AIM OF THE TASK: Provide the data again in its entirety, exactly as given.

RECORDS FOR PROCESSING START

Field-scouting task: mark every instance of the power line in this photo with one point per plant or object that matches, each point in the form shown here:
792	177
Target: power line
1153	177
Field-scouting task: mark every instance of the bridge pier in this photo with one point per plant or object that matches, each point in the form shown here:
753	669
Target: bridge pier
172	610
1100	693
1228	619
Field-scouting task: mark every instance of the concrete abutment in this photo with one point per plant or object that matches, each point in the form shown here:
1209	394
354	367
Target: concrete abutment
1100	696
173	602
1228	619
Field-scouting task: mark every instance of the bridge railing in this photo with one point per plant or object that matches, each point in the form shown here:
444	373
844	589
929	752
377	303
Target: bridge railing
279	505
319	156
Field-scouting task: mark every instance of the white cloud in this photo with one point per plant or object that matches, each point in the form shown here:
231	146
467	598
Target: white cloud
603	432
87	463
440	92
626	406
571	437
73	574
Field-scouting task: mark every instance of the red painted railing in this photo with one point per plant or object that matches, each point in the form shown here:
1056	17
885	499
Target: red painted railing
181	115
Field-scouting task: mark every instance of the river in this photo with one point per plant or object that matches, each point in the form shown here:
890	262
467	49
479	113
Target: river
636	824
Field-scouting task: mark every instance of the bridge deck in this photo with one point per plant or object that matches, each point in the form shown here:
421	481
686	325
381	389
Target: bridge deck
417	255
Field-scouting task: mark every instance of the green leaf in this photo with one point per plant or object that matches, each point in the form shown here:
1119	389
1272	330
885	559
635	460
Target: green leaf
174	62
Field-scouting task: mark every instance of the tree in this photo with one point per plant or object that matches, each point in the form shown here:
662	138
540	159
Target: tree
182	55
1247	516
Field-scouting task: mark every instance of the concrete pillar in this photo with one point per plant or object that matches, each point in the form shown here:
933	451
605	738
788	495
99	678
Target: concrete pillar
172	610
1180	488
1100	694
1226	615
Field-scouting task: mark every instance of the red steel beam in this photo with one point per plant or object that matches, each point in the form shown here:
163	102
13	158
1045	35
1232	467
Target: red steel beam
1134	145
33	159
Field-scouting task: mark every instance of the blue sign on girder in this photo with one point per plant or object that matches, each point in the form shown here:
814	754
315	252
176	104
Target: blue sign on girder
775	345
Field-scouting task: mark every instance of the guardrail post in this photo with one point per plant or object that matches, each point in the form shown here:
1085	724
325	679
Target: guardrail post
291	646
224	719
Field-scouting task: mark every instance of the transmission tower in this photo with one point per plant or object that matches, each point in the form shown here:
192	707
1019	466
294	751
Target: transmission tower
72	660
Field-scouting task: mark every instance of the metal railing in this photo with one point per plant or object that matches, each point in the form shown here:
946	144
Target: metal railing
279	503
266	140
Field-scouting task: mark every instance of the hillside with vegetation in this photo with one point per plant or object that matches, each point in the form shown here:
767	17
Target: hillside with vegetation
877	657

RECORDS FOR PROCESSING END

WRITTEN SOLUTION:
Field-scouting task: mark every instance of the power line in this photo with one point per plant or object that matches, each point in the form shown here:
792	177
Target: power line
1153	177
Field-scouting task: mark every instance of the bridge pier in this photo with one point per plant or object that matches, each point in the form shown here:
753	669
Target: bridge pier
172	610
1100	693
1228	619
Field-scouting task: mark every instance of the concrete abutment in this photo with one point per plant or object that matches, each point in the form shown here:
1209	394
354	367
Target: concrete abutment
1100	696
173	602
1228	619
Field-scouting task: mark every instance of the bridge railing in this photo with one point per plant or object that matches, each point in the form shown here:
444	373
844	589
929	752
377	303
Target: bridge railing
279	505
319	156
Field-scouting task: mark every instance of the white cloud in this photo with one point per plant or object that matches, each point in the form shown here:
231	146
467	598
Target: white cloud
603	432
87	463
440	92
626	406
571	437
73	574
Field-scouting task: mark every instance of the red painted railing in this photo with one point per plant or object that matches, each point in the form shown here:
1056	17
885	499
Target: red painted railing
181	115
Field-scouting task: mark every instance of the river in this photo with one point per plant or object that matches, each point in the form shown here:
890	262
467	49
479	113
Target: river
636	824
Field-scouting task: mark every instance of the bridge deck in this photo with one point per plant or object that matches, each point in the form shown here:
421	481
686	325
381	389
Target: bridge deck
417	255
Field-scouting task: mark every instance of the green leaf in this photo with one point per plant or object that matches, each point in the form shown here:
1119	389
1272	330
885	559
635	460
Target: green leaf
174	62
Field-scouting task: mark every instance of the tree in this photo with one point per plant or object that matches, each point in the form shown here:
662	138
540	159
Target: tree
182	55
1247	516
Field-scouting task: mark every instance of the concrete pillar in this photo with one point per plant or object that matches, each point in the form shown here:
933	451
605	738
788	495
99	678
Target: concrete pillar
172	610
1180	488
1100	694
1226	615
Field-scouting task: mark every instance of the red steel beam in this photo with one point per plant or object that matches, each point in the form shown here:
163	102
13	158
1045	35
1232	467
Target: red steel beam
1134	145
33	159
Field-scouting task: mark every instance of the blue sign on girder in this photo with one point per plant or object that matches, each point in the form shown here:
814	754
315	252
176	104
Target: blue sign on girder
775	345
Field-scouting task: mark every instance of the guardrail post in this photo with one point per plant or object that matches, each point in the form shown here:
1085	724
325	679
Target: guardrail post
291	646
224	719
Field-scouting task: mark every instance of the transmission tower in this photo with one point per plant or object that matches, each point in the form shown here:
192	707
1019	466
294	751
Target: transmission tower
72	660
Field-scouting task: mark every instance of the metal railing in this photo with one point per plant or object that matches, each point in the form shown here:
946	144
Target: metal railing
279	503
266	140
Field-scouting task: mark every instance of the hillside with vegetation in this photo with one point per plant or object that matches, each point in the form shown here:
767	17
Target: hillside with vegetation
877	657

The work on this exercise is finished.